What is needed here is each entry reproduced exactly, without its pictures.

__Records provided__
-----

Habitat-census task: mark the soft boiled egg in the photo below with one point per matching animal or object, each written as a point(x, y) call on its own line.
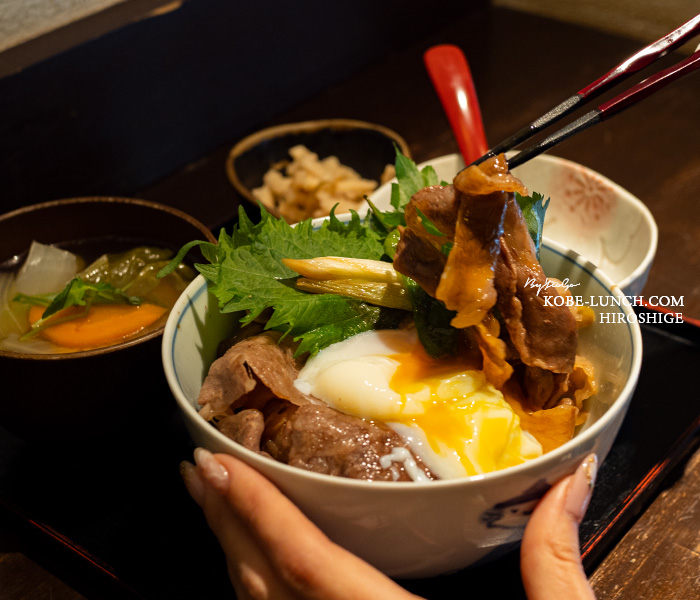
point(449, 415)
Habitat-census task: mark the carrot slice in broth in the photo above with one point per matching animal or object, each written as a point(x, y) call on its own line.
point(104, 324)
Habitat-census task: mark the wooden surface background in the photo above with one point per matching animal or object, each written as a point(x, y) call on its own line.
point(152, 110)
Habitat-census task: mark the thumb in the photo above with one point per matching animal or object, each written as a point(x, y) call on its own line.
point(550, 558)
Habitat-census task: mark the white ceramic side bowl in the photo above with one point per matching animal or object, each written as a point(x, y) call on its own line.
point(587, 213)
point(422, 529)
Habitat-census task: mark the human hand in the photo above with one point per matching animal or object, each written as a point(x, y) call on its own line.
point(274, 552)
point(550, 559)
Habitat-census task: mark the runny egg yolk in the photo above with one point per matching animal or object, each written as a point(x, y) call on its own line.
point(449, 415)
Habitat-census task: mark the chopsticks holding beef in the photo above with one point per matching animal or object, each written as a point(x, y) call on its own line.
point(645, 57)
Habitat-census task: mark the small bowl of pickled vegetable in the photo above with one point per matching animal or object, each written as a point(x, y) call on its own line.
point(82, 310)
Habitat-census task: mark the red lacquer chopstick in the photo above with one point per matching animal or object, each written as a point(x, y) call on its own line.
point(452, 80)
point(634, 64)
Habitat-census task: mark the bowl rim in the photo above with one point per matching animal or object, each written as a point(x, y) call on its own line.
point(623, 193)
point(199, 286)
point(139, 339)
point(254, 139)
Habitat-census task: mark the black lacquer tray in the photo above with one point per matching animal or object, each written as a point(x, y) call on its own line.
point(111, 516)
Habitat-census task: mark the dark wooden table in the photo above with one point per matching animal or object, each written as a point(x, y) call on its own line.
point(522, 65)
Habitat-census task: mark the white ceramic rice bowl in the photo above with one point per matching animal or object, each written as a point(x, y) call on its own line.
point(587, 213)
point(410, 530)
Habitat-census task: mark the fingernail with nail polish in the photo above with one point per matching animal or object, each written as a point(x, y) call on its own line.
point(578, 495)
point(193, 482)
point(211, 469)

-----

__Written response__
Habitat-census task: mark the soft boiled egg in the photo below with one point per matching animal or object, each written as a point(x, y) call on its own line.
point(449, 415)
Habitat-census task: mark the carrot slice in broth in the photo above with one point per matching animal or object, each written as a point(x, y) call on its own line.
point(104, 324)
Habitat-census task: mark the wooden surface background in the photo above with one point per matching animal or object, each written as a point(x, y) call on its own line.
point(152, 110)
Habitat-census task: mark the thumb in the photo above with one point per matching animal or object, each written as a point(x, y) call on its own line.
point(550, 558)
Habitat-census task: mark the white ceramic side bowl in the photo above with one point per matching animal or object, each written as a point(x, y) call on its own line.
point(587, 213)
point(422, 529)
Habitat-census task: mark the human hand in the photo above with one point per matching animal or object, each written as a point(x, y) call on its own line.
point(274, 552)
point(550, 559)
Habitat-census task: mark the runny egg yolk in the photo above with one point per matching animal or object, each written as a point(x, y) call on its own line.
point(449, 415)
Habitat-census task: mark the chopsticks holding beef in the photo above with one point per matching animal or object, each written as a point(x, y) call on its own line.
point(645, 57)
Habitat-census task: mark the small bowl of pickled vegetable in the photo above with one point per matching animal or object, each written as a point(x, y) call on its own line.
point(82, 310)
Habitat-census task: mark the red lacquer chopstick in the photo above with one point per matching animal or object, each written as a point(x, y) call on its own line.
point(452, 80)
point(634, 64)
Habitat-census task: mark the bowl rim in the photo above with one point per matching animal or object, each written as a point(x, y) call on its own line.
point(623, 193)
point(199, 286)
point(139, 339)
point(254, 139)
Habitat-census task: mark the black lacquer tray in the photo above with one point per matching animal or object, each written as a point(x, y) call on its own line.
point(111, 516)
Habitat-census task: mark the dark wooden table in the photo above with one point per matching animal or object, each written as a point(x, y) call on its own line.
point(522, 65)
Habitat-census task: mark the white ceramic rice bowl in the photo above with one point per matching animal or object, each written as a point(x, y) call on its own line.
point(587, 213)
point(410, 530)
Habitat-census task: mark the fingernail with nail polish in the photo above with one point per matching animal or object, each written as a point(x, y) call on its own line.
point(578, 495)
point(193, 482)
point(211, 469)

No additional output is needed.